** WORK TO COMPLETE **
Can you lay out every line of the records below as a Markdown table with two columns, "Row" and "Line"? Number the rows and skip any blank lines.

** begin RECORDED DATA **

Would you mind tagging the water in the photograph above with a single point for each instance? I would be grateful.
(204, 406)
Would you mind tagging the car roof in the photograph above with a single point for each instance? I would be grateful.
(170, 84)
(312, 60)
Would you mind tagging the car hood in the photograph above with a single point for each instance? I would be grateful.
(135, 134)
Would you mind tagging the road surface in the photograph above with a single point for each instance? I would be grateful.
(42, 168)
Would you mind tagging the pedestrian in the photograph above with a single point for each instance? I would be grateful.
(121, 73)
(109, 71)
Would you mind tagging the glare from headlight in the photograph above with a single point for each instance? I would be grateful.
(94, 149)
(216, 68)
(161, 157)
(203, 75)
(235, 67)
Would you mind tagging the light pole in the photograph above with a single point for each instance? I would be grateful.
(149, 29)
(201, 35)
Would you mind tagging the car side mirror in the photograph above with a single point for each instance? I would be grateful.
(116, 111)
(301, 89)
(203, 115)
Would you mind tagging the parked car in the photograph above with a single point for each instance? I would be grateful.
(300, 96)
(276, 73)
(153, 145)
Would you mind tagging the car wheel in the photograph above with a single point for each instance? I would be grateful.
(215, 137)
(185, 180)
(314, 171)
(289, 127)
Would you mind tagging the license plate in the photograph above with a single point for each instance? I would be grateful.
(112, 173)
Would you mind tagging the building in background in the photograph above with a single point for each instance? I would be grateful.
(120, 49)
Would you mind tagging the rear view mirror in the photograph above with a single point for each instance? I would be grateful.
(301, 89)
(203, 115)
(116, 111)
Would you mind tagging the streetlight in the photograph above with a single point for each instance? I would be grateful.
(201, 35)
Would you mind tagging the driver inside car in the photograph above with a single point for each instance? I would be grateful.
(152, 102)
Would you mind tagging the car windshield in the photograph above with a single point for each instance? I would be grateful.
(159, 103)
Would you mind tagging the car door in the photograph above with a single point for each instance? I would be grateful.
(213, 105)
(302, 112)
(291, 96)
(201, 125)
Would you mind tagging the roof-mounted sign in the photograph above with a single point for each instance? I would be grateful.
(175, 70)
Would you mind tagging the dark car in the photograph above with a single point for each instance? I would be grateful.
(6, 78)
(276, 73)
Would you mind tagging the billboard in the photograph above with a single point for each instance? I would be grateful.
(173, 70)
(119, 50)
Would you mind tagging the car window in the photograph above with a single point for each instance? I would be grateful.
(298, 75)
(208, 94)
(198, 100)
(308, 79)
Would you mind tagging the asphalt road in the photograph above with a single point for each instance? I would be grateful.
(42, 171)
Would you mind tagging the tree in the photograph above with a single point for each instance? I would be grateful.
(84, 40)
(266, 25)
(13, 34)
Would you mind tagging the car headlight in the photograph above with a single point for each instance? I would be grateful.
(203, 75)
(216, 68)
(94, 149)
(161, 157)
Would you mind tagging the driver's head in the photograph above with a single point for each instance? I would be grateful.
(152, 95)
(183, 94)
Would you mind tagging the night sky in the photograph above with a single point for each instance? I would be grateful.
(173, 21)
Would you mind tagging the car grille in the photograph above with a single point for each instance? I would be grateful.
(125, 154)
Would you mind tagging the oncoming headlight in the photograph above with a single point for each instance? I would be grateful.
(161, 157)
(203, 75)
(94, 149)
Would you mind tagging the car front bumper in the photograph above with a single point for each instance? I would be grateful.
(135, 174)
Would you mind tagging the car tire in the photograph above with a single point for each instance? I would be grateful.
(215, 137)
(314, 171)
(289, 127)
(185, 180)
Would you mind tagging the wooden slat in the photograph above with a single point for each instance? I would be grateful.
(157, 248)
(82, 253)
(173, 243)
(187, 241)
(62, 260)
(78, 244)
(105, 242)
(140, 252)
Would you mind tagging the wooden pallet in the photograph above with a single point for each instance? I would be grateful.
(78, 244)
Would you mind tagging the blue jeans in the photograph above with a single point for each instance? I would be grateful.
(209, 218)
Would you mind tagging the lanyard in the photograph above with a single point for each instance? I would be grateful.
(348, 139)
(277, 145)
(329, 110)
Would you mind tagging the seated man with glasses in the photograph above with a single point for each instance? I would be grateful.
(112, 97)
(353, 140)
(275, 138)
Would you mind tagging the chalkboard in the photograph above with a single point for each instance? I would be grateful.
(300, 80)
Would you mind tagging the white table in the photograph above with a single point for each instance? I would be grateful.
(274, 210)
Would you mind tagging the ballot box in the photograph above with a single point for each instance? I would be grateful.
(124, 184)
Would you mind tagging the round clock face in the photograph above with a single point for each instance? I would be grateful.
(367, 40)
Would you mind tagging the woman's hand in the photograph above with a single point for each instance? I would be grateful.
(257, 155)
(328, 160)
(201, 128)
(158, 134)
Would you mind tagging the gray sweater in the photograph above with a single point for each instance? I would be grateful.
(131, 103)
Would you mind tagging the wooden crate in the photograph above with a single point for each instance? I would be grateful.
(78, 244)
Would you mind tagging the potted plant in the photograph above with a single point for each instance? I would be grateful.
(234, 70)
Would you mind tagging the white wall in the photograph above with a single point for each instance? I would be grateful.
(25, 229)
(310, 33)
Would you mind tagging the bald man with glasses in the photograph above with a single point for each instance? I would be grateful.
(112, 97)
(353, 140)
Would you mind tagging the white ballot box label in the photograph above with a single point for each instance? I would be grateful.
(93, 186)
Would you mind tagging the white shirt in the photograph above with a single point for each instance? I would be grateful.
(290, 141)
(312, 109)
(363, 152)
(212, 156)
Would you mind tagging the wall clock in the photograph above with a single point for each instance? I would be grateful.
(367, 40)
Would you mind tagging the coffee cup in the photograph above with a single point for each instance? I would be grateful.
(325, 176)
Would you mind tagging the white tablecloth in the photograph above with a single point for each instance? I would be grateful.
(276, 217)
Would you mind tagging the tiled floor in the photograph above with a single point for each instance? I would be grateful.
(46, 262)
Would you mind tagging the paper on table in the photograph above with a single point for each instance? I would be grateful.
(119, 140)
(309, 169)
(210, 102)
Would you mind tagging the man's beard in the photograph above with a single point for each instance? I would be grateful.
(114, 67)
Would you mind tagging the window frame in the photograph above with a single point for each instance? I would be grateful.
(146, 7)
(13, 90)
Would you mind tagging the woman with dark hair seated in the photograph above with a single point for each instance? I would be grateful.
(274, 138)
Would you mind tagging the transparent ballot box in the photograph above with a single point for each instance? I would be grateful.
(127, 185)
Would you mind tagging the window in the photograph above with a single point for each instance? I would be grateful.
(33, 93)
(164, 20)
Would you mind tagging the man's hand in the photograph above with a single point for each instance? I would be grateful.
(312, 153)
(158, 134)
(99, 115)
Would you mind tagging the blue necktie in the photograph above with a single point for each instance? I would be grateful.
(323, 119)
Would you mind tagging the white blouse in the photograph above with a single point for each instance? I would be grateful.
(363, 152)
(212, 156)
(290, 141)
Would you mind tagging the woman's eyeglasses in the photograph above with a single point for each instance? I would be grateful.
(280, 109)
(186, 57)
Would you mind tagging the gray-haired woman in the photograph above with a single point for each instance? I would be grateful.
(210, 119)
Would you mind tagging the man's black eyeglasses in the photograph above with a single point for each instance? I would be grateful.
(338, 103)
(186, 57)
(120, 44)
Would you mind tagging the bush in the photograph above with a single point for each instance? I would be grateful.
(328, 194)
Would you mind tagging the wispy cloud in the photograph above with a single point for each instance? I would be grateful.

** end RECORDED DATA **

** CORRECT ANSWER **
| Row | Line |
|---|---|
| 1 | Would you mind tagging the water in the photograph above with a single point for each instance? I would be grateful. |
| 2 | (204, 406) |
| 3 | Would you mind tagging the car roof in the photograph above with a single point for each instance? I would be grateful. |
| 4 | (170, 84) |
| 5 | (312, 60) |
| 6 | Would you mind tagging the car hood in the photograph above with a single point for each instance? I would be grateful. |
| 7 | (135, 134) |
| 8 | Would you mind tagging the road surface in the photograph above with a single point for each instance? I would be grateful. |
| 9 | (42, 168) |
| 10 | Would you mind tagging the pedestrian in the photograph above with a single point for each instance? I would be grateful. |
| 11 | (121, 73) |
| 12 | (109, 71) |
| 13 | Would you mind tagging the glare from headlight in the photograph above with a single point for each instance? I would be grateful. |
| 14 | (94, 149) |
| 15 | (216, 68) |
| 16 | (161, 157) |
| 17 | (203, 75) |
| 18 | (235, 67) |
| 19 | Would you mind tagging the light pole in the photograph above with a single point for each instance? I would be grateful. |
| 20 | (149, 29) |
| 21 | (201, 35) |
| 22 | Would you mind tagging the car side mirror in the photograph above with a single point for each instance? I would be grateful. |
| 23 | (116, 111) |
| 24 | (301, 89) |
| 25 | (203, 115) |
| 26 | Would you mind tagging the parked car in the photograph above with a single point for each instance? I would be grateful. |
| 27 | (300, 96) |
| 28 | (276, 73) |
| 29 | (153, 145) |
| 30 | Would you mind tagging the car wheel in the photograph above with a single point for each instance? I would be grateful. |
| 31 | (215, 137) |
| 32 | (185, 180) |
| 33 | (314, 171) |
| 34 | (289, 127) |
| 35 | Would you mind tagging the license plate in the photograph above with a single point for each instance? I would be grateful. |
| 36 | (112, 173) |
| 37 | Would you mind tagging the building in background in the photograph above with a single point for each instance? I would be grateful. |
| 38 | (120, 49) |
| 39 | Would you mind tagging the rear view mirror in the photograph above with a single point for each instance? I would be grateful. |
| 40 | (301, 89) |
| 41 | (203, 115) |
| 42 | (116, 111) |
| 43 | Would you mind tagging the streetlight in the photograph above with a single point for each instance? I would be grateful. |
| 44 | (201, 35) |
| 45 | Would you mind tagging the driver inside car in the photograph above with a single point for each instance? I would be grateful. |
| 46 | (152, 102) |
| 47 | Would you mind tagging the car windshield in the photograph above with a single point for each instance? I would be grateful. |
| 48 | (159, 103) |
| 49 | Would you mind tagging the car door in the photograph above with a single point for each instance? I would be grateful. |
| 50 | (213, 105) |
| 51 | (302, 112) |
| 52 | (291, 96) |
| 53 | (201, 125) |
| 54 | Would you mind tagging the roof-mounted sign in the photograph above with a single point for each instance? I would be grateful. |
| 55 | (175, 70) |
| 56 | Would you mind tagging the dark car in the photograph above with a single point for each instance? I would be grateful. |
| 57 | (6, 78) |
| 58 | (276, 73) |
| 59 | Would you mind tagging the billboard in the photograph above with a single point for each instance? I would be grateful. |
| 60 | (173, 70) |
| 61 | (119, 50) |
| 62 | Would you mind tagging the car window in the photograph above with a single point for each instance? I would be grateful. |
| 63 | (298, 75) |
| 64 | (208, 94) |
| 65 | (198, 100) |
| 66 | (308, 79) |
| 67 | Would you mind tagging the asphalt road in the photograph above with a single point for each instance? I would be grateful. |
| 68 | (42, 171) |
| 69 | Would you mind tagging the tree in the photograph above with a single point for each instance? I would be grateful. |
| 70 | (84, 40) |
| 71 | (266, 25) |
| 72 | (13, 34) |
| 73 | Would you mind tagging the car headlight in the photograph above with a single point for each instance? I would be grateful. |
| 74 | (203, 75) |
| 75 | (216, 68) |
| 76 | (94, 149) |
| 77 | (161, 157) |
| 78 | Would you mind tagging the driver's head in the photograph above with a single point for each instance? I would be grateful. |
| 79 | (152, 95) |
| 80 | (183, 94) |
| 81 | Would you mind tagging the night sky in the photograph above with a single point for each instance? I would be grateful. |
| 82 | (173, 21) |
| 83 | Would you mind tagging the car grille in the photograph above with a single point for each instance? I would be grateful. |
| 84 | (125, 154) |
| 85 | Would you mind tagging the oncoming headlight in the photograph above with a single point for each instance? I would be grateful. |
| 86 | (161, 157) |
| 87 | (203, 75) |
| 88 | (94, 149) |
| 89 | Would you mind tagging the car front bumper in the photograph above with a single point for each instance? I would be grateful. |
| 90 | (135, 174) |
| 91 | Would you mind tagging the car tire in the photograph above with a single point for each instance? I would be grateful. |
| 92 | (215, 137) |
| 93 | (314, 171) |
| 94 | (289, 127) |
| 95 | (185, 180) |
| 96 | Would you mind tagging the wooden slat in the photograph above with a single point for each instance? I would be grateful. |
| 97 | (157, 248) |
| 98 | (82, 253) |
| 99 | (173, 243) |
| 100 | (187, 241) |
| 101 | (62, 260) |
| 102 | (78, 244) |
| 103 | (105, 242) |
| 104 | (140, 252) |
| 105 | Would you mind tagging the wooden pallet in the photograph above with a single point for each instance? I would be grateful. |
| 106 | (78, 244) |
| 107 | Would you mind tagging the blue jeans in the photograph above with a single point for each instance? I would be grateful. |
| 108 | (209, 218) |
| 109 | Would you mind tagging the lanyard in the photograph above with a single point for each instance? I would be grateful. |
| 110 | (348, 139) |
| 111 | (277, 145) |
| 112 | (329, 110) |
| 113 | Would you mind tagging the seated man with glasses in the photograph above with a single point for each instance? I would be grateful. |
| 114 | (112, 97) |
| 115 | (353, 140) |
| 116 | (275, 138) |
| 117 | Would you mind tagging the chalkboard in the photograph above with a single point for each instance? I would be grateful. |
| 118 | (300, 80) |
| 119 | Would you mind tagging the white table in the photograph above with a single point for each instance? I would be grateful. |
| 120 | (274, 210) |
| 121 | Would you mind tagging the ballot box in the photograph above with a single point for each instance? I would be grateful. |
| 122 | (124, 184) |
| 123 | Would you mind tagging the round clock face in the photograph above with a single point for each instance? I would be grateful. |
| 124 | (367, 40) |
| 125 | Would you mind tagging the woman's hand in the photograph above with a single point for each instance? I would be grateful. |
| 126 | (257, 155) |
| 127 | (328, 160) |
| 128 | (201, 128) |
| 129 | (158, 134) |
| 130 | Would you mind tagging the gray sweater in the photograph above with a single point for each instance? I would be grateful. |
| 131 | (131, 103) |
| 132 | Would you mind tagging the wooden crate in the photograph above with a single point for each instance? I would be grateful. |
| 133 | (78, 244) |
| 134 | Would you mind tagging the potted plant in the photograph above with a single point for each instance? I would be grateful. |
| 135 | (234, 70) |
| 136 | Would you mind tagging the white wall in the photograph above with a single point for each instance? I would be grateful. |
| 137 | (25, 229) |
| 138 | (310, 33) |
| 139 | Would you mind tagging the bald man with glasses in the photograph above with a single point for each instance? I would be grateful. |
| 140 | (112, 97) |
| 141 | (353, 140) |
| 142 | Would you mind tagging the white ballot box label in the photograph above with a single point for each instance? I would be grateful. |
| 143 | (93, 186) |
| 144 | Would you mind tagging the white shirt in the photograph above with a single point for each instance? I would be grateful. |
| 145 | (290, 141) |
| 146 | (312, 109) |
| 147 | (363, 152) |
| 148 | (212, 156) |
| 149 | Would you mind tagging the wall clock in the photograph above with a single point for each instance? I would be grateful. |
| 150 | (367, 40) |
| 151 | Would you mind tagging the coffee cup in the photograph above with a single point for each instance? I would be grateful. |
| 152 | (325, 176) |
| 153 | Would you mind tagging the white tablecloth in the photograph above with a single point for each instance? I would be grateful. |
| 154 | (276, 217) |
| 155 | Would you mind tagging the tiled floor in the photograph above with a single point for each instance? I would be grateful. |
| 156 | (46, 262) |
| 157 | Would you mind tagging the paper on table in the photograph above with a single point for each instance? I would be grateful. |
| 158 | (119, 140) |
| 159 | (309, 169) |
| 160 | (210, 102) |
| 161 | Would you mind tagging the man's beard in the photograph above with a single point for each instance? I would be grateful. |
| 162 | (114, 67) |
| 163 | Would you mind tagging the window frame in the photograph above with a single point for each instance? I would be grateful. |
| 164 | (146, 7) |
| 165 | (13, 90) |
| 166 | Would you mind tagging the woman with dark hair seated in the photograph above with a single point for each instance? I would be grateful. |
| 167 | (274, 138) |
| 168 | Would you mind tagging the transparent ballot box in the photograph above with a single point for each instance? I would be grateful. |
| 169 | (127, 185) |
| 170 | Would you mind tagging the window in the photograph above with a single point for each instance? I would be grateful. |
| 171 | (33, 93) |
| 172 | (164, 20) |
| 173 | Would you mind tagging the man's hand in the photograph above with a single point for each instance? I would be grateful. |
| 174 | (312, 153) |
| 175 | (158, 134) |
| 176 | (99, 115) |
| 177 | Would you mind tagging the blue necktie in the photograph above with a single point for each instance? I would be grateful. |
| 178 | (323, 119) |
| 179 | Would you mind tagging the white blouse in the photograph above with a single point for each instance? I would be grateful. |
| 180 | (363, 152) |
| 181 | (212, 156) |
| 182 | (290, 141) |
| 183 | Would you mind tagging the woman's eyeglasses in the photograph above with a single point for each instance? I would be grateful. |
| 184 | (280, 109) |
| 185 | (186, 57) |
| 186 | Would you mind tagging the gray-haired woman in the photograph above with a single point for each instance? I would be grateful. |
| 187 | (210, 119) |
| 188 | Would you mind tagging the man's black eyeglasses in the photograph above with a single point for each instance? I would be grateful. |
| 189 | (338, 103) |
| 190 | (186, 57) |
| 191 | (120, 44) |
| 192 | Would you mind tagging the bush in the photograph above with a single point for each instance? I would be grateful. |
| 193 | (328, 194) |
| 194 | Would you mind tagging the wispy cloud in the photograph above with a single point for each instance? I would be grateful. |